= Passage =
____
March 26, 202612 min read

The Prefix Sum Technique: Simple Idea, Surprisingly Powerful

Master the prefix sum technique for coding interviews: range queries, subarray sums, 2D prefix sums, difference arrays, and product arrays.

prefix-sum arrays interviews algorithms technique

The prefix sum is one of those techniques that feels too simple to be useful — until you realize it shows up everywhere. The core idea: precompute cumulative sums so that any range sum query becomes O(1). That's the whole technique. But the problems it solves are surprisingly varied.

If you've ever thought "I need the sum of a subarray, but recomputing it each time is too slow," prefix sums are the answer.

The Core Idea

Given an array nums, the prefix sum array prefix is defined as:

prefix[0] = 0
prefix[i] = nums[0] + nums[1] + ... + nums[i-1]

The sum of any subarray nums[left..right] (inclusive) is:

sum(left, right) = prefix[right + 1] - prefix[left]

That's it. Build the prefix array once in O(n), then answer any range sum query in O(1).

def build_prefix_sum(nums):
    prefix = [0] * (len(nums) + 1)
    for i in range(len(nums)):
        prefix[i + 1] = prefix[i] + nums[i]
    return prefix

Why does this work? prefix[right + 1] is the sum from index 0 to right. prefix[left] is the sum from index 0 to left - 1. Subtracting gives you the sum from left to right.
____
(Shape annotation entries)
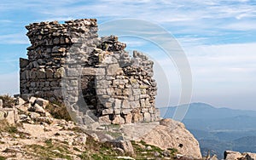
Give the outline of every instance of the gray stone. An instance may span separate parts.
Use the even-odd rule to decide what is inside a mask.
[[[125,123],[125,120],[120,115],[116,115],[113,120],[112,121],[113,124],[124,124]]]
[[[124,100],[122,104],[122,108],[129,108],[130,109],[130,102],[128,100]]]
[[[118,142],[113,142],[113,146],[121,148],[125,153],[131,156],[134,155],[132,145],[129,140],[120,140]]]
[[[25,68],[29,64],[29,60],[26,59],[20,58],[20,67]]]
[[[143,113],[143,117],[144,117],[144,121],[145,122],[150,122],[151,121],[151,115],[148,112],[144,112]]]
[[[34,105],[33,110],[34,110],[36,112],[45,113],[44,109],[42,106],[40,106],[38,104],[35,104],[35,105]]]
[[[36,101],[37,99],[38,99],[37,97],[31,97],[29,99],[29,103],[31,103],[31,104],[33,105],[35,103],[35,101]]]
[[[45,107],[49,104],[49,101],[42,98],[38,98],[35,100],[35,103],[45,109]]]
[[[106,115],[106,116],[102,116],[99,117],[99,123],[101,124],[109,124],[111,123],[111,121],[109,119],[109,116]]]
[[[86,67],[82,69],[82,74],[86,76],[94,76],[96,73],[96,68]]]
[[[119,64],[108,65],[107,68],[107,75],[116,75],[119,69]]]
[[[102,115],[108,115],[113,113],[113,108],[108,108],[102,111]]]
[[[0,108],[3,108],[3,100],[0,99]]]
[[[116,99],[114,100],[113,107],[114,108],[121,108],[122,100]]]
____
= To-do list =
**A.** According to the prefix sum article, why does prefix[right + 1] - prefix[left] give the sum of nums[left..right]? Answer in one to three sentences.
**B.** Write the next part of the prefix sum article, picking up after its last sentence.

= Set of answers =
**A.** prefix[right + 1] holds the sum of the elements from index 0 through right, and prefix[left] holds the sum from index 0 through left - 1. Subtracting the second from the first removes everything before left, leaving the sum from left to right.

**B.**
nums:    [3, 1, 4, 1, 5, 9]
prefix:  [0, 3, 4, 8, 9, 14, 23]

sum(2, 4) = prefix[5] - prefix[2] = 14 - 4 = 10
           = 4 + 1 + 5 = 10  ✓

When You'll See Prefix Sums

Anytime a problem involves:

Sum of a subarray

Count of subarrays with a specific sum

Range queries on an array

Cumulative operations

And the brute force would recalculate the sum from scratch for each query, giving you O(n) per query when you need O(1).

Problem: Range Sum Query (Immutable)

Given an array, answer multiple range sum queries efficiently.

class NumArray:
    def __init__(self, nums):
        self.prefix = [0] * (len(nums) + 1)
        for i in range(len(nums)):
            self.prefix[i + 1] = self.prefix[i] + nums[i]

def sum_range(self, left, right):
        return self.prefix[right + 1] - self.prefix[left]

O(n) preprocessing, O(1) per query. Without prefix sums, each query is O(n), and if you have Q queries, that's O(n * Q). With prefix sums, it's O(n + Q).

Problem: Subarray Sum Equals K

Given an array of integers and a target k, find the total number of contiguous subarrays whose sum equals k.

This is the classic prefix sum + hash map combination.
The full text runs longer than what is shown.